→ **Stated problem**
Please set out the rows below as a numbered list, skipping any blank lines and leaving the pictures out.
*** The input
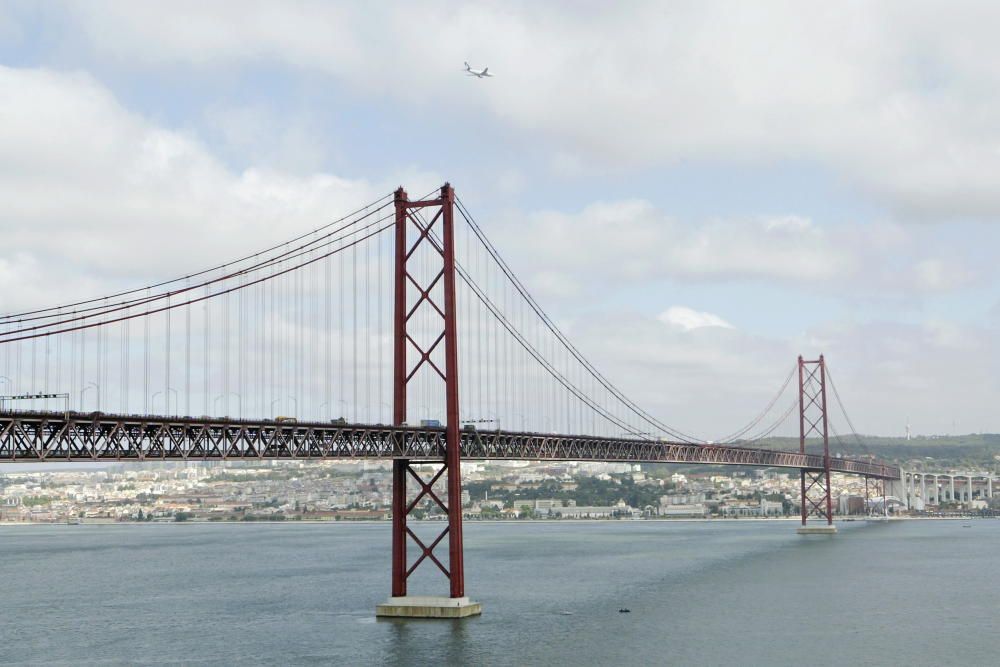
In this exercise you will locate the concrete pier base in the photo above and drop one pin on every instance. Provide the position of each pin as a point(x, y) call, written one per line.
point(425, 606)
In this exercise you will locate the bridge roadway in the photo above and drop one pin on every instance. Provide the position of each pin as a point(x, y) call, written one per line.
point(31, 437)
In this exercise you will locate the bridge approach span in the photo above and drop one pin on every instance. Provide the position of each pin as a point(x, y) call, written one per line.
point(31, 437)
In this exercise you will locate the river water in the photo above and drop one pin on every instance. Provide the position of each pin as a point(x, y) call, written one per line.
point(723, 593)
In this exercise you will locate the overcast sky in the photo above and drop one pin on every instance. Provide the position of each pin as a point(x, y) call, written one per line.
point(700, 191)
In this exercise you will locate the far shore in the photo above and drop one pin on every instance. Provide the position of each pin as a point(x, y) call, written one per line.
point(790, 519)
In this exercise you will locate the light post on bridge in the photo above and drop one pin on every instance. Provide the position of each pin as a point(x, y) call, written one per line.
point(167, 399)
point(97, 387)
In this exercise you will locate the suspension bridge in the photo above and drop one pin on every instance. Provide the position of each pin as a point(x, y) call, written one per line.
point(396, 332)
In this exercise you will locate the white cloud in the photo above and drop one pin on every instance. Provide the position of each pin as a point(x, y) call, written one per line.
point(710, 380)
point(96, 196)
point(898, 98)
point(686, 319)
point(632, 242)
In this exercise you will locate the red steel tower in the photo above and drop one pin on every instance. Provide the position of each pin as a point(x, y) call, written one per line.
point(416, 232)
point(814, 482)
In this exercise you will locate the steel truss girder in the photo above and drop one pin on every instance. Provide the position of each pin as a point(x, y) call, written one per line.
point(47, 436)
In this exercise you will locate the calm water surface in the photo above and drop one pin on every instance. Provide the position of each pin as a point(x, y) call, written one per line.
point(913, 593)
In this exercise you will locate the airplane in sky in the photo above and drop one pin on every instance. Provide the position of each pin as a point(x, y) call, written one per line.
point(477, 73)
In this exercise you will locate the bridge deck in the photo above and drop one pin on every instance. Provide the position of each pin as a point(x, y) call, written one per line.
point(31, 437)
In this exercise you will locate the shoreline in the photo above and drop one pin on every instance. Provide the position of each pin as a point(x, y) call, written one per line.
point(111, 522)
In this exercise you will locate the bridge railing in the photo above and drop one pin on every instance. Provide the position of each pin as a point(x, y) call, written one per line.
point(56, 436)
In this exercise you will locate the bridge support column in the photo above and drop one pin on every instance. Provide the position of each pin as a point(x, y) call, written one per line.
point(814, 483)
point(416, 238)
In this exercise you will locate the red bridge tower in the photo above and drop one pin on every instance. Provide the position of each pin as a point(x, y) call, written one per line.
point(416, 235)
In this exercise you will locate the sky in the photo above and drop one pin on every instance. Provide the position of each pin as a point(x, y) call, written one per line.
point(698, 191)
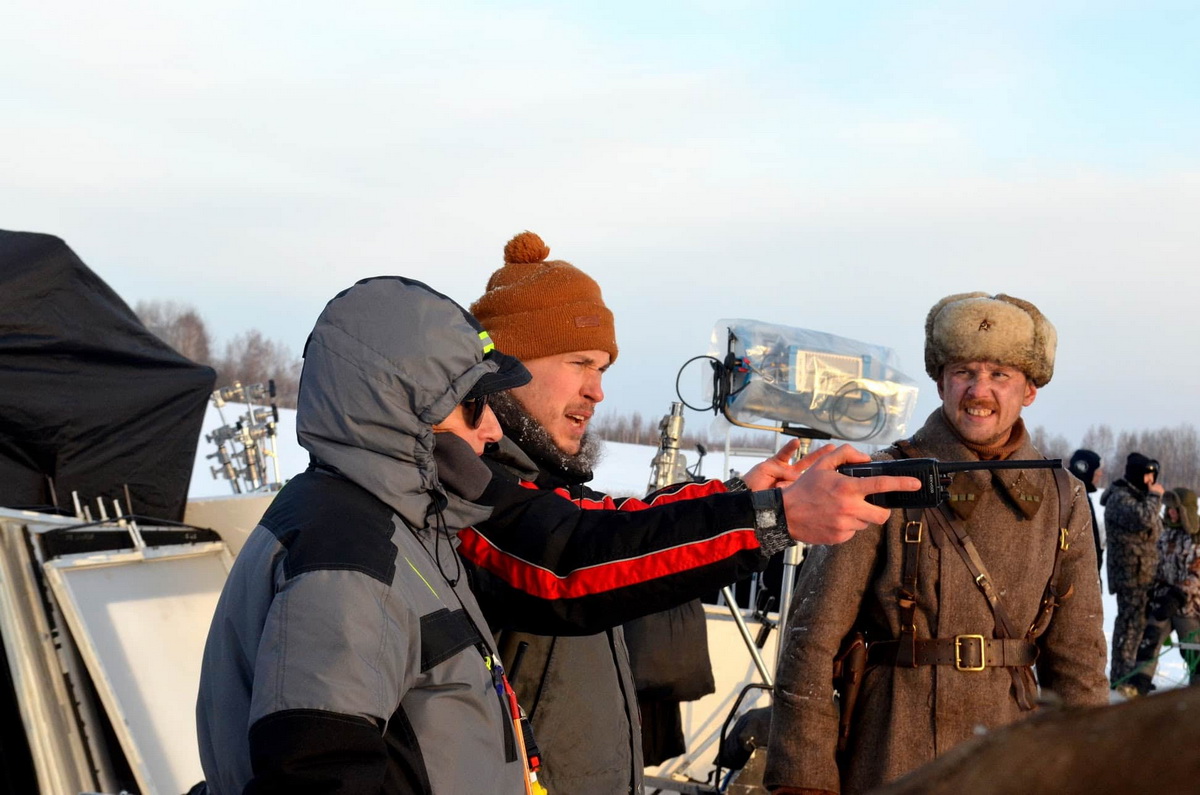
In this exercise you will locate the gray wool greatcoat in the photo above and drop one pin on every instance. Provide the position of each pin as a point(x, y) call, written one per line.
******
→ **Response to this exercise**
1. In this exercise you will locate the concrete pier base in the photo above and drop one pin on every instance. Provide the position of each pin as a point(x, y) call, written one per line.
2. point(425, 606)
3. In this exercise you will locate the bridge roadway in the photo above and drop one pin on every instance. Provide the position of each pin as a point(x, y) call, written one per line.
4. point(31, 437)
5. In this exercise you will locate the bridge approach span in the photo above and drop one pin on every instance. Provide the position of each pin as a point(x, y) call, written one per line.
6. point(31, 437)
7. In this exercise you will locate the river water in the photo above and drop one pin on every instance. Provide the position of each pin as a point(x, y) call, written one per line.
8. point(723, 593)
9. In this exercise you will locate the overcast sky in the photo above and drop one pin on every instance. Provide the position of each pin as a point(x, y) call, written one per line.
10. point(700, 191)
11. In this exercise you will locate the far shore in the photo above and drop one pin on every instance. Provide the position of each pin as a point(x, y) call, written one per line.
12. point(790, 519)
13. In this exercise you will locate the light post on bridge in the photo above and drop one pin on every instance. Provide the position of each pin as a point(x, y) call, written one per line.
14. point(167, 399)
15. point(97, 387)
16. In this exercise you will locate the suspension bridge in the photo above and drop one pin on every instance. Provide the position of each pin as a point(x, y) call, written one per line.
17. point(396, 332)
18. In this exercise you will locate the white cloud in the photo above and drop one pin on every instance. Provide the position of each pin as a point(x, y) call, written one per line.
19. point(710, 380)
20. point(96, 196)
21. point(898, 98)
22. point(686, 319)
23. point(632, 242)
24. In this exercise you will locate the red steel tower in the photo above and drop one pin on every instance. Provide the position of each pin as a point(x, y) call, written one per line.
25. point(416, 232)
26. point(814, 482)
27. In this exercise you will locate the steel truss girder in the photo above and drop one pin on every instance. Provide the position of each pin as a point(x, y) call, written one per line.
28. point(47, 436)
29. In this exercise you will locate the calm water surface in the photo above and drop one pin on every instance. Provide the position of each pin as a point(x, y) call, written one per line.
30. point(913, 593)
31. In this exercise you will locate the airplane in sky in the photo above and drop one pin on every instance. Provide the position of each pin as a point(x, y) call, written one per line.
32. point(477, 73)
33. In this exercise you will locate the bridge deck in the photo above and drop one pin on every instance. Provide the position of each pin as a point(x, y) call, written one per line.
34. point(31, 437)
35. In this exercise you will locate the shoreline in the photo above and drop one pin on every instance. Provide the position of each pin as a point(x, y) call, written one per line.
36. point(111, 522)
37. In this exercise you will locate the bridge railing in the photo above and drop one pin on every instance. Provide the position of each pin as a point(x, y) call, written one per line.
38. point(56, 436)
39. In this exercise you will locate the bridge support column in the photo above and drop one pin on every instance. Provide the position of each pin as a point(x, y) call, written one per line.
40. point(814, 483)
41. point(416, 238)
42. In this exercise you will locate the red bridge tower in the photo above and drop one pin on every instance. Provide the position of each pin as a point(x, y) call, written one per line.
43. point(416, 235)
44. In this exercise you will locate the sky in the photo above and drop one pin on every instance. Provide the position of each pin as a point(x, y) call, written one per line.
45. point(698, 191)
46. In this exercise you will locate the gray wool greatcoat in the photo above and drop one pin on every instance. Provide the position of each pin as a point(x, y) call, written one per line.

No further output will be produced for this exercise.